Work to do: From the line that has "Where can the ceiling" down to the final line of the listing below, transcribe every line exactly, and only those.

......

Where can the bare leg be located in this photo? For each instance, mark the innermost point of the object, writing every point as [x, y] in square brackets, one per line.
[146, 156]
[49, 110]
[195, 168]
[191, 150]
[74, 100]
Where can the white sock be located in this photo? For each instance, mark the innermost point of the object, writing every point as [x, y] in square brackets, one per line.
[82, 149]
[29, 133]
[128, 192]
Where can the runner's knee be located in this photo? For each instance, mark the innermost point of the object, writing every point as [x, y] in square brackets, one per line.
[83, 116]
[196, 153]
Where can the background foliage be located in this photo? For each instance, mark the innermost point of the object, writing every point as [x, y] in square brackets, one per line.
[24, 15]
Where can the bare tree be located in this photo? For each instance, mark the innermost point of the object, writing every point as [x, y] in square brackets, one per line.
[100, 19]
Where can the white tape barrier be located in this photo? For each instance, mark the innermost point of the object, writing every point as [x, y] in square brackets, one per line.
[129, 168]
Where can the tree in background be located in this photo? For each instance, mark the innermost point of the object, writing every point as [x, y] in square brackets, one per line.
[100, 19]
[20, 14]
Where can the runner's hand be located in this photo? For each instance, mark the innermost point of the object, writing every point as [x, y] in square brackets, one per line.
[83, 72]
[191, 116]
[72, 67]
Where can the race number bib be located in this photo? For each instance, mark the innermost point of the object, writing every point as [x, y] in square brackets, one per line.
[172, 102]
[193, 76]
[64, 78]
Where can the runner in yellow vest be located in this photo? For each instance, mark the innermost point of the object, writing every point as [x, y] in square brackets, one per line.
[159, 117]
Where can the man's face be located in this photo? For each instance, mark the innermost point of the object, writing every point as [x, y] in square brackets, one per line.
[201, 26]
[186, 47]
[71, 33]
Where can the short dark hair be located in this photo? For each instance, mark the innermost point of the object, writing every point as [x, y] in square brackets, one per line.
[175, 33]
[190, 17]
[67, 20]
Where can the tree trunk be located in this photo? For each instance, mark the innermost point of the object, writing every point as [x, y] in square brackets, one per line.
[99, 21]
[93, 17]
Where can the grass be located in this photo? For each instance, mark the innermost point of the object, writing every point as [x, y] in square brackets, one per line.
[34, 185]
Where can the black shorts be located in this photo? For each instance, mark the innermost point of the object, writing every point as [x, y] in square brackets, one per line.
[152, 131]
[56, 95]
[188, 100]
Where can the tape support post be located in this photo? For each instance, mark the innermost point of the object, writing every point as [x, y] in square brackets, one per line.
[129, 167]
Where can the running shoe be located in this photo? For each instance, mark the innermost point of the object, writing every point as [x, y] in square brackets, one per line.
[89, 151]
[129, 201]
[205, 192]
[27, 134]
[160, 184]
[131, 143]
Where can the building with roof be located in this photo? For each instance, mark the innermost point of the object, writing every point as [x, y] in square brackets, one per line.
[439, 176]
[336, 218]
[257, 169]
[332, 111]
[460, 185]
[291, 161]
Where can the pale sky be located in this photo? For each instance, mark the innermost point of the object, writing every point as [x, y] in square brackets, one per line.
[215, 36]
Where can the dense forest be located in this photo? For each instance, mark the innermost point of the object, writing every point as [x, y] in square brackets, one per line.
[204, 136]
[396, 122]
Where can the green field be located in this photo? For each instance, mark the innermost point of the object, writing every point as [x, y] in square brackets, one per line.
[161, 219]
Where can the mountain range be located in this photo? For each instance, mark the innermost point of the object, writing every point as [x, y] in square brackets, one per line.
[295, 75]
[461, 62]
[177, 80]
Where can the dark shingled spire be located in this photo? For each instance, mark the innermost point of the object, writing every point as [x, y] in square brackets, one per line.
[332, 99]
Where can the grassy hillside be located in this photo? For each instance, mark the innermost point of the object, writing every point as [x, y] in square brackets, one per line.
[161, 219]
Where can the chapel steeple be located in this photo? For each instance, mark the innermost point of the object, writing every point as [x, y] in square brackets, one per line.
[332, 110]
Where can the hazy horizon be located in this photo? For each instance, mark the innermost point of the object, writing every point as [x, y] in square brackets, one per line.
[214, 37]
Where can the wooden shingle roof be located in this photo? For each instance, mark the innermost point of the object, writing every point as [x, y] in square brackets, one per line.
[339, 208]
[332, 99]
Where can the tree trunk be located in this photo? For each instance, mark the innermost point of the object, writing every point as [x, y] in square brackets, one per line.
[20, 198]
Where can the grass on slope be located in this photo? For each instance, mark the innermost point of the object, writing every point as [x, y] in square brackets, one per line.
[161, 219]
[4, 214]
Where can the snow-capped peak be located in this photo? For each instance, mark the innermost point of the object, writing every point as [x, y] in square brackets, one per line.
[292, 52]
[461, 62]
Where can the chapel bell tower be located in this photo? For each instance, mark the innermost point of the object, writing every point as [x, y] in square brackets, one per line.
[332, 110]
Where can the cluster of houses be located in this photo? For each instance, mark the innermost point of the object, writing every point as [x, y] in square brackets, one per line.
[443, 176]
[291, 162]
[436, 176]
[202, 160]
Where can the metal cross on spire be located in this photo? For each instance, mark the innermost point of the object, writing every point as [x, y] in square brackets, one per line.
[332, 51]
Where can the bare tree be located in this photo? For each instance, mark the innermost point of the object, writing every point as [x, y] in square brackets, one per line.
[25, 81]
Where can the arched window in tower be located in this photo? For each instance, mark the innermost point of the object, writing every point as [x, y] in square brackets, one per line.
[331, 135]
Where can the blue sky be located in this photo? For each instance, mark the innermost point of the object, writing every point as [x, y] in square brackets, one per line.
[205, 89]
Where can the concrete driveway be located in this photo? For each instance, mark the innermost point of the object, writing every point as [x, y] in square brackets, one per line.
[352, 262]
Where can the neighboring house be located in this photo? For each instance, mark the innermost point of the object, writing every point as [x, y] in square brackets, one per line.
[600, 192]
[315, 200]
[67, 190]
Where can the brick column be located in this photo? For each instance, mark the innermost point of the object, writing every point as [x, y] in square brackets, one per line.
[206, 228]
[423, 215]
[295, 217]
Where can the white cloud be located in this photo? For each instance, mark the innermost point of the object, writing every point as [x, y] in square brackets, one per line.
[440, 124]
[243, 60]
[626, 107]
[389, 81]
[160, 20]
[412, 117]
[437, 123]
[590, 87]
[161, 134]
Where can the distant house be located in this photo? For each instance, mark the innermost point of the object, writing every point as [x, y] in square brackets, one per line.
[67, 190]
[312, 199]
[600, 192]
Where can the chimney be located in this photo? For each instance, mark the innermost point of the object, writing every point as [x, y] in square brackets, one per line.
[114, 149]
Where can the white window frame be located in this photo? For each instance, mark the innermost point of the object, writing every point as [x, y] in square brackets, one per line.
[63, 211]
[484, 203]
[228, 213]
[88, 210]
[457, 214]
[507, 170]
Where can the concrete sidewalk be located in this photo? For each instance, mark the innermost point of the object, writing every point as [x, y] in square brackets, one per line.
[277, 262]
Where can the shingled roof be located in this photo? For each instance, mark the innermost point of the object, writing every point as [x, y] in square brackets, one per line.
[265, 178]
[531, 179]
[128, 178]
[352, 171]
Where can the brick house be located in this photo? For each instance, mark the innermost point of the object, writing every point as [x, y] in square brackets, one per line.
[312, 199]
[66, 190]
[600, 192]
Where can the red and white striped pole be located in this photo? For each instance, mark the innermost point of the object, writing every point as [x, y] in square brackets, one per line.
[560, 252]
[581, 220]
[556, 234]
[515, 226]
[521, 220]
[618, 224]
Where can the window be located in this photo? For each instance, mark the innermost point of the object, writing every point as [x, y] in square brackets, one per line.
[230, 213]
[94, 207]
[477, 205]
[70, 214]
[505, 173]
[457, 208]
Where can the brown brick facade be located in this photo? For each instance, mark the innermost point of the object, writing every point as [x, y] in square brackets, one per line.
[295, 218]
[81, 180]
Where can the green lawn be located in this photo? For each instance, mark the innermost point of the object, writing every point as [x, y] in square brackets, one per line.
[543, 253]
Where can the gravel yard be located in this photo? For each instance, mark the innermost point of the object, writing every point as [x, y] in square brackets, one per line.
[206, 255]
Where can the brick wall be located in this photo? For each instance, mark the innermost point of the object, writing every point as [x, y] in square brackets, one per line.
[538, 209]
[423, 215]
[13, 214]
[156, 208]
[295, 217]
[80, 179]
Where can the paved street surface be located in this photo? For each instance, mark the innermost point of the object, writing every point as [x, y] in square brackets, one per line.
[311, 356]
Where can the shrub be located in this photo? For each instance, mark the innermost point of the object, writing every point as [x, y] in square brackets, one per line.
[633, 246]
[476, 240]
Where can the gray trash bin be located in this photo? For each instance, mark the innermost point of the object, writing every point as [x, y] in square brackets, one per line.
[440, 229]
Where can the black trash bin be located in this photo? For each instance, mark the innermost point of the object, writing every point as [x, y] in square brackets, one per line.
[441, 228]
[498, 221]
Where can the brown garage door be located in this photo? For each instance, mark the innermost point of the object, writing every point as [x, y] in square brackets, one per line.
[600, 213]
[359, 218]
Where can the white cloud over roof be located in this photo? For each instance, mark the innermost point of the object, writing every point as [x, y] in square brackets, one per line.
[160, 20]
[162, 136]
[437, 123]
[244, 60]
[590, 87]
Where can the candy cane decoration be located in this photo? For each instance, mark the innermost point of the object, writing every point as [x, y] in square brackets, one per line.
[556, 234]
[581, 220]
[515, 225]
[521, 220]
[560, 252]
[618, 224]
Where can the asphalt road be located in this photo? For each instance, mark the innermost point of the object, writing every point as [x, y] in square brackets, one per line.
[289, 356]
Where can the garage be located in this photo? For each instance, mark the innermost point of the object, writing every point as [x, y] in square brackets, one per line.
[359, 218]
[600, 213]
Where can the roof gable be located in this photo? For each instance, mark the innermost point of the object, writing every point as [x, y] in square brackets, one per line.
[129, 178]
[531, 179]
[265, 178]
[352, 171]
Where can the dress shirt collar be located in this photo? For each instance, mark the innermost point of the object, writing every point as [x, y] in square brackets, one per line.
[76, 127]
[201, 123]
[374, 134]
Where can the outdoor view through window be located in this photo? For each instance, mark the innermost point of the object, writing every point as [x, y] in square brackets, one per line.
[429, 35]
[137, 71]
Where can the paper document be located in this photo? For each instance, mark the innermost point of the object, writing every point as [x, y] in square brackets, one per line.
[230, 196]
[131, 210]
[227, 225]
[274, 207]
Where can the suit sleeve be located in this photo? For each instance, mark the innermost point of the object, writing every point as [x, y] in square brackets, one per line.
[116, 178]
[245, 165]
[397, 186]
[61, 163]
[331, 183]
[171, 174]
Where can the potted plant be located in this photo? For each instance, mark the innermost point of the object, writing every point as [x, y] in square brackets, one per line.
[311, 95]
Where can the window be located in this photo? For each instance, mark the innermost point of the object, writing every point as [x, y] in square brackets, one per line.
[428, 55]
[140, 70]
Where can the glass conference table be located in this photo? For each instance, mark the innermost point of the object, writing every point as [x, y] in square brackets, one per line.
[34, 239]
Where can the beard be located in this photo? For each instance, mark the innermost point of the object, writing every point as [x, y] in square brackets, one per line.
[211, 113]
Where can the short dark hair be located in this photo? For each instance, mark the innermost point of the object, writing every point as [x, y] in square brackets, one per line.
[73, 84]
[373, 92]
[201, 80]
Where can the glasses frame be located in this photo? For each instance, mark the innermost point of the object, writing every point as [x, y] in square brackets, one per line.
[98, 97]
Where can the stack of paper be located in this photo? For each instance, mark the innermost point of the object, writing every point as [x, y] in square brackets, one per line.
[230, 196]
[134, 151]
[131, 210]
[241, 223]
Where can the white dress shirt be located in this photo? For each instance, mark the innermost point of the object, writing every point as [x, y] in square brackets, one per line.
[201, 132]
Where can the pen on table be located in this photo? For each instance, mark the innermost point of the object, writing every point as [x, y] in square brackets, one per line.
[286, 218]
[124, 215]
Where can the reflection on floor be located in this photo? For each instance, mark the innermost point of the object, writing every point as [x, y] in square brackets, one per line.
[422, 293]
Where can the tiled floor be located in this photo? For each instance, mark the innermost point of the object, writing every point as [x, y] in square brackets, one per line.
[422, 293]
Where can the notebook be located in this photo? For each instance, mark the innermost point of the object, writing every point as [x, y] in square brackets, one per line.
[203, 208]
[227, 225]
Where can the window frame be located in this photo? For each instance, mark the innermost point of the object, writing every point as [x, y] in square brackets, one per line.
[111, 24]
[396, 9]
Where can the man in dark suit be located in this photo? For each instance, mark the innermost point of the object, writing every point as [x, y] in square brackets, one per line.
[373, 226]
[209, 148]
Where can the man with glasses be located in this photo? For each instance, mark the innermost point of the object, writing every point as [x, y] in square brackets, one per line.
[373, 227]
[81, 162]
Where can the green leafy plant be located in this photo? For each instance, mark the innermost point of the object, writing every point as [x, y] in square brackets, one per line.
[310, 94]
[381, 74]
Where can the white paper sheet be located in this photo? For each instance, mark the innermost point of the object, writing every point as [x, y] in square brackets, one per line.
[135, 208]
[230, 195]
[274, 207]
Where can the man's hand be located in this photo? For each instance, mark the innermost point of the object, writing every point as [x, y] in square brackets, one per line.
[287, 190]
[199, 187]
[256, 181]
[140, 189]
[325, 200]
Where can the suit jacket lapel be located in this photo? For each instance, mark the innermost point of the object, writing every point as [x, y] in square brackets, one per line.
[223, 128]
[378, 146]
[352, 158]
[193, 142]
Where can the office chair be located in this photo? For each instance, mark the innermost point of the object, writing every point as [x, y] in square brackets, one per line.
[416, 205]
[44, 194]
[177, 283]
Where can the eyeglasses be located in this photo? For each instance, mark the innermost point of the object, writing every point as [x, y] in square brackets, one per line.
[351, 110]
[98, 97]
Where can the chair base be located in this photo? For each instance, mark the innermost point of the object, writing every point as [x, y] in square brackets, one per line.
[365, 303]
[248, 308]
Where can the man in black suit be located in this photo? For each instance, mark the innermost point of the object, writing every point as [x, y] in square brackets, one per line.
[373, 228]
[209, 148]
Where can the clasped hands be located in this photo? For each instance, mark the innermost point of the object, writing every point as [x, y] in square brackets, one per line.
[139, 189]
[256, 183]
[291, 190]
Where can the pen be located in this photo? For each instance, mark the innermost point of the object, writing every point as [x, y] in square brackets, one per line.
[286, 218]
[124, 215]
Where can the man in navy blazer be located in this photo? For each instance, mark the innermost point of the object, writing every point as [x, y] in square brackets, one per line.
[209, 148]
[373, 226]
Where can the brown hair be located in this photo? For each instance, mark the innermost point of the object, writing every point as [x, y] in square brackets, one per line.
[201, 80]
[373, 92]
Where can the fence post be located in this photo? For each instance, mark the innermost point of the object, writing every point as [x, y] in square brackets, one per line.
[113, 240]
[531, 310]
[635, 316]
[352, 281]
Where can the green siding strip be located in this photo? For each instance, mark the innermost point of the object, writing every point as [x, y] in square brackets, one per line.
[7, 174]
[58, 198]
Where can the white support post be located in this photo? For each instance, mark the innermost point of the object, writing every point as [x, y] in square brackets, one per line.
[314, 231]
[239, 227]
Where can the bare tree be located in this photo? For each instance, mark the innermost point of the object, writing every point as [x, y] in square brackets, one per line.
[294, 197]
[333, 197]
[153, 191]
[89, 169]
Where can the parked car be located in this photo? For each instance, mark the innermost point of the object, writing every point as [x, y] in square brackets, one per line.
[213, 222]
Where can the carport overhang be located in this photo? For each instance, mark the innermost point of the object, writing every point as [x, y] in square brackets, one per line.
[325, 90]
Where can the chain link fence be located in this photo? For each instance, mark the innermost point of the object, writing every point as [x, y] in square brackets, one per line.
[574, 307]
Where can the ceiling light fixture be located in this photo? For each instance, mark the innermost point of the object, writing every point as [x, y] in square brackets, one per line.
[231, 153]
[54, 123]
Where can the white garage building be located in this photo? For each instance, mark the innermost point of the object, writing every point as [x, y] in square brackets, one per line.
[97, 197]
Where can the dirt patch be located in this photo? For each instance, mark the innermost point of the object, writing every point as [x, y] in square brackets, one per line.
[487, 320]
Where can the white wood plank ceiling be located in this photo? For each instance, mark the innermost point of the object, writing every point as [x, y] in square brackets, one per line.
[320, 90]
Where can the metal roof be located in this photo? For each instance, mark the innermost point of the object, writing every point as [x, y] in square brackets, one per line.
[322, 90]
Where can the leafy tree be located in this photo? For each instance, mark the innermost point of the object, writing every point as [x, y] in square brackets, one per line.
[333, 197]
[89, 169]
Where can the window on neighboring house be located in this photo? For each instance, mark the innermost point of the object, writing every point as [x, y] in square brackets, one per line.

......

Solution for this task:
Where can the ceiling light fixture be located in this photo? For each instance, mark the innermost point of the object, writing every point as [x, y] in square brackets, one per line.
[231, 153]
[54, 123]
Where can the white garage building be located in this photo? For each instance, mark the innermost point of the object, writing every point as [x, y] in square brackets, one per line.
[97, 197]
Where can the dirt patch be located in this photo? For each instance, mark the innermost point of the object, writing every point as [x, y] in square brackets, one per line.
[487, 320]
Where can the white wood plank ceiling be located in this photo? For each instance, mark the innermost point of the object, writing every point as [x, y] in square brackets, one per line.
[320, 90]
Where can the metal roof be located in this photo? For each instance, mark the innermost point of the object, writing every point as [x, y] in square brackets, one per line.
[322, 90]
Where can the leafy tree be located in this photo? For each instance, mark the innermost point of the object, writing every point as [x, y] in square brackets, one per line.
[333, 197]
[89, 169]
Where can the window on neighboring house be located in this photo? For each instance, mark the innermost point of the object, writing every point as [x, y] in square brackets, one per line.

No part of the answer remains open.